Problem description — In the following listing, find the lines containing "Return" and report them.

Supplied material —
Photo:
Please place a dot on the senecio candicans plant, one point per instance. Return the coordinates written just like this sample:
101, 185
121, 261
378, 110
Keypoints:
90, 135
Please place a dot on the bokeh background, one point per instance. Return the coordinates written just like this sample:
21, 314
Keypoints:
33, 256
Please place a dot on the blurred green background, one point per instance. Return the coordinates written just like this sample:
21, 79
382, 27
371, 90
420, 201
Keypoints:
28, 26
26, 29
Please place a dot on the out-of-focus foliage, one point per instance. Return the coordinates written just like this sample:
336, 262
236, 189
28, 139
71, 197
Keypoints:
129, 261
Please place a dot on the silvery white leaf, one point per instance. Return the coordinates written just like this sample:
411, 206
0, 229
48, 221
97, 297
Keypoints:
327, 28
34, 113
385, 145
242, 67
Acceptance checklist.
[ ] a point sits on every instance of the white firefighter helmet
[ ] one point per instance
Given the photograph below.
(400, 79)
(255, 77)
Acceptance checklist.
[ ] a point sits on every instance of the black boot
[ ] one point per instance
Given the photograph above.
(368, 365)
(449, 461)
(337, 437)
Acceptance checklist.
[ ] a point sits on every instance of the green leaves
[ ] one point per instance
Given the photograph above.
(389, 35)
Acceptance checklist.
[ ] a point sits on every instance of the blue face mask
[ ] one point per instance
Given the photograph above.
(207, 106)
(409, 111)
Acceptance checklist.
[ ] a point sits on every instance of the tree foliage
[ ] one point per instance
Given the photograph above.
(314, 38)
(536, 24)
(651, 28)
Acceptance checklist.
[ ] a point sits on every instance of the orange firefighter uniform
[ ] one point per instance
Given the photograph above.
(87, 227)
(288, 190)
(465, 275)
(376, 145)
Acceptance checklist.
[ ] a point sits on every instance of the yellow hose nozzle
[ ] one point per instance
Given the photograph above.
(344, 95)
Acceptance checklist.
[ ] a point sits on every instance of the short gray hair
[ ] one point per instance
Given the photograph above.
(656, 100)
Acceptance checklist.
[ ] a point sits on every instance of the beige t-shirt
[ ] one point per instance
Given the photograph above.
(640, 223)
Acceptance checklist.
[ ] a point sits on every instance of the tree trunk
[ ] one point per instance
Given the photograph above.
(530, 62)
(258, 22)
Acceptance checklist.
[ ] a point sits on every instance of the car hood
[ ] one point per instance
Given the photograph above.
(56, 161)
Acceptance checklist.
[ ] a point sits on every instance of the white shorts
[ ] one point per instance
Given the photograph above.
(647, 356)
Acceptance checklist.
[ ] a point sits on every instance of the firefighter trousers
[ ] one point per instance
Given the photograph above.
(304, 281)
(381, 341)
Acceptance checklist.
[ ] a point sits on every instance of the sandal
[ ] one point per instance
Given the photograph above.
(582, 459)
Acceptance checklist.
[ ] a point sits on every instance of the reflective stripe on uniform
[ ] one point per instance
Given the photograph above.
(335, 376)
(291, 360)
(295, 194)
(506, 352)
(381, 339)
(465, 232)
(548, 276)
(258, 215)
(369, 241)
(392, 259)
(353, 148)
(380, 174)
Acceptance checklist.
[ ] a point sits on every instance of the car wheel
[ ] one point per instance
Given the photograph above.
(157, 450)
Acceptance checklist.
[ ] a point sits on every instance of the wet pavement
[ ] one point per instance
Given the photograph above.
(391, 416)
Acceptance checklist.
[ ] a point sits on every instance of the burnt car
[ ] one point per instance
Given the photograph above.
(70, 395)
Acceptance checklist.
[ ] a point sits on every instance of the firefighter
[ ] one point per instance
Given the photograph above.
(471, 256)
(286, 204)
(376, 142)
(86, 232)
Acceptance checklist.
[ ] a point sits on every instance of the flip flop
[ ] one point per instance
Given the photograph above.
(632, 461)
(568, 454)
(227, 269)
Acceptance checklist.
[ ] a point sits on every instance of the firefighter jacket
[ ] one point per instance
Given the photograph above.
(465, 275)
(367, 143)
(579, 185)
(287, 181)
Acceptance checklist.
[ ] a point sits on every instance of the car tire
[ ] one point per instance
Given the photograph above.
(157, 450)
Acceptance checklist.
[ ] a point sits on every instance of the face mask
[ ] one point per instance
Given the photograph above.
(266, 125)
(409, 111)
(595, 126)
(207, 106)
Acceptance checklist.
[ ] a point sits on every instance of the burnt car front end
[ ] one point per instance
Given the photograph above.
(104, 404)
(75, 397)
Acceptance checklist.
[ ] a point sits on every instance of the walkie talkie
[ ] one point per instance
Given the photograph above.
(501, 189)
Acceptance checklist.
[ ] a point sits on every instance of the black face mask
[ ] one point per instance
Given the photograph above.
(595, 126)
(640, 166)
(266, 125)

Answer to the exercise —
Please place a dot on the senecio candicans plant, one point per instance. Return the coordinates written just like this sample:
Please place a dot on the bokeh background, one point per instance. Return the coordinates written just like this sample:
Please place a dot on the blurred green background, one point per instance. Return the coordinates written just like this sample:
Please place a dot on the out-of-focus foliage, one point per instance. Return the coordinates written just like this sample:
Please place a dot on the silvery white leaf, one point per instance. Return the coordinates written just like this sample:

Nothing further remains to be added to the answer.